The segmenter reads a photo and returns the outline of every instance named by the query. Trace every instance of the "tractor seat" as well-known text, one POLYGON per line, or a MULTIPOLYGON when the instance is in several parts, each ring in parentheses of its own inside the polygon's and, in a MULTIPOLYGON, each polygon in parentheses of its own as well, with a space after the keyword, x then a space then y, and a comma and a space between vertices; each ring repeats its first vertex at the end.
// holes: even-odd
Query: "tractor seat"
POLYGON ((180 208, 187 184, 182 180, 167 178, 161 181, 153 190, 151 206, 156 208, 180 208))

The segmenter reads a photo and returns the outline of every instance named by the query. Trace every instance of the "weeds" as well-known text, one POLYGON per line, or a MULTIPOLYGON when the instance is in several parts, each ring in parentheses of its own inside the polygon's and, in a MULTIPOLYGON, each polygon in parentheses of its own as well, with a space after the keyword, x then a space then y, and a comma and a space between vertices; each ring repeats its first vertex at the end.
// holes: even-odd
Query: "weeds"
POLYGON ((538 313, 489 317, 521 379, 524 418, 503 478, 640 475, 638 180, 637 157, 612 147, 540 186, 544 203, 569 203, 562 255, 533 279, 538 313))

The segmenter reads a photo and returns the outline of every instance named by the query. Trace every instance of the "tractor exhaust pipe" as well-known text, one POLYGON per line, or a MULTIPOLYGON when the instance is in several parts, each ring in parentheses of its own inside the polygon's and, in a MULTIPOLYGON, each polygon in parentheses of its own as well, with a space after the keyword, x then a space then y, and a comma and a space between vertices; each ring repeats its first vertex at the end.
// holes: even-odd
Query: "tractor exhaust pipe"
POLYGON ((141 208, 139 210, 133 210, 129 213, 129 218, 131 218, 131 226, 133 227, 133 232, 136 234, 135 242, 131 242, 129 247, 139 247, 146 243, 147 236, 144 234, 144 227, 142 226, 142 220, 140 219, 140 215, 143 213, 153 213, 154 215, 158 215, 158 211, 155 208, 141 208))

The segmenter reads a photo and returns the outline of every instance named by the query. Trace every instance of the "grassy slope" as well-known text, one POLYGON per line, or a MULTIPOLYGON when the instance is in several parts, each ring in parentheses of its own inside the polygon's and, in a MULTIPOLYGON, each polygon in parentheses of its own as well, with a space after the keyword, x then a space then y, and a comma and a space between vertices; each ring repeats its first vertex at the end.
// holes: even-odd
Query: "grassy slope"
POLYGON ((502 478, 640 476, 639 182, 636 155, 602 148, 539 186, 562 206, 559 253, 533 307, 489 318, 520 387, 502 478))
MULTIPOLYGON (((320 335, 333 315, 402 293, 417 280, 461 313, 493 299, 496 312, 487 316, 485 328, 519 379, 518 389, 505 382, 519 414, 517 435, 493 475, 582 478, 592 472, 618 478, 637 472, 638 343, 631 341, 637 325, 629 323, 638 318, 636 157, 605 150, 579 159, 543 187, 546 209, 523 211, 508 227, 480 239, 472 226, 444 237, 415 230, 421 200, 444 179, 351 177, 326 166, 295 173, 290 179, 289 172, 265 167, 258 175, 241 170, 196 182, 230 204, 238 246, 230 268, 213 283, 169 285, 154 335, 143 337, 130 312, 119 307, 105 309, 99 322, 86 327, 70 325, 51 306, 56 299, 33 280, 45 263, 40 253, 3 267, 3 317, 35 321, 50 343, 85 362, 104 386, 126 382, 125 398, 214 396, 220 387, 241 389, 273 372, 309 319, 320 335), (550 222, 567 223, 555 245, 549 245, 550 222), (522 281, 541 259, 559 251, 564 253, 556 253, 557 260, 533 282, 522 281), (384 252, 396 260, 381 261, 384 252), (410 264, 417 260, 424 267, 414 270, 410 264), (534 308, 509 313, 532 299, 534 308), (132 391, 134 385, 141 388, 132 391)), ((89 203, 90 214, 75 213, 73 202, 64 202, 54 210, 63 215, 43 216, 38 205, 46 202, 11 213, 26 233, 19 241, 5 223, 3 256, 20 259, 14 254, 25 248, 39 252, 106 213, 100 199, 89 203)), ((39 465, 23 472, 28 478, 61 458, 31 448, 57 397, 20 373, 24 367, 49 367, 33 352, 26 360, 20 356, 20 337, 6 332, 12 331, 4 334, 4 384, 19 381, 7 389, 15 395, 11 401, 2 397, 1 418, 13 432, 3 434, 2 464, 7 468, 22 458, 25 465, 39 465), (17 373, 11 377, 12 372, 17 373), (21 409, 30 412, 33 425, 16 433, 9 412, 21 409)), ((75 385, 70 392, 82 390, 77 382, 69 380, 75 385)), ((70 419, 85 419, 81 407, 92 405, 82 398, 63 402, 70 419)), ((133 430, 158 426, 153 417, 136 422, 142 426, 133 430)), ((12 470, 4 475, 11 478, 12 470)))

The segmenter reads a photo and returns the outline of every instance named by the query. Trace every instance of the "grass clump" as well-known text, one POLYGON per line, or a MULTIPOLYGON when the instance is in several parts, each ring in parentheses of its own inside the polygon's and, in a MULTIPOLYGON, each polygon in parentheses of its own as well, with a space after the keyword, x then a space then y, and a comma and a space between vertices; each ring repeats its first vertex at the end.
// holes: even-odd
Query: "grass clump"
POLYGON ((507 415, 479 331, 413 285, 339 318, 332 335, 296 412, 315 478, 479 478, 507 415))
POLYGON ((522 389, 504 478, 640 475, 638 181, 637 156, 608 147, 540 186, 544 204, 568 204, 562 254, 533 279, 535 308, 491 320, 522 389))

Stated goal: Copy the listing from its first line through the line containing "POLYGON ((180 208, 187", keeping every line, request included, but increase each polygon coordinate in the answer by 39.

Solution to the problem:
The segmenter reads a photo and returns the outline of every instance named by the query. Trace every instance of the "tractor seat" as well-known text, one POLYGON per line, or a MULTIPOLYGON when the instance is in several parts, each ring in parentheses of its own inside the polygon's and, in a MULTIPOLYGON, each polygon in parentheses of its own as well, with a space after the keyword, x then a space then y, and a comma and a space between vertices; each ring repeats its first vertex at the end.
// holes: even-odd
Query: "tractor seat"
POLYGON ((219 247, 226 223, 221 219, 206 217, 200 220, 192 229, 190 245, 195 247, 219 247))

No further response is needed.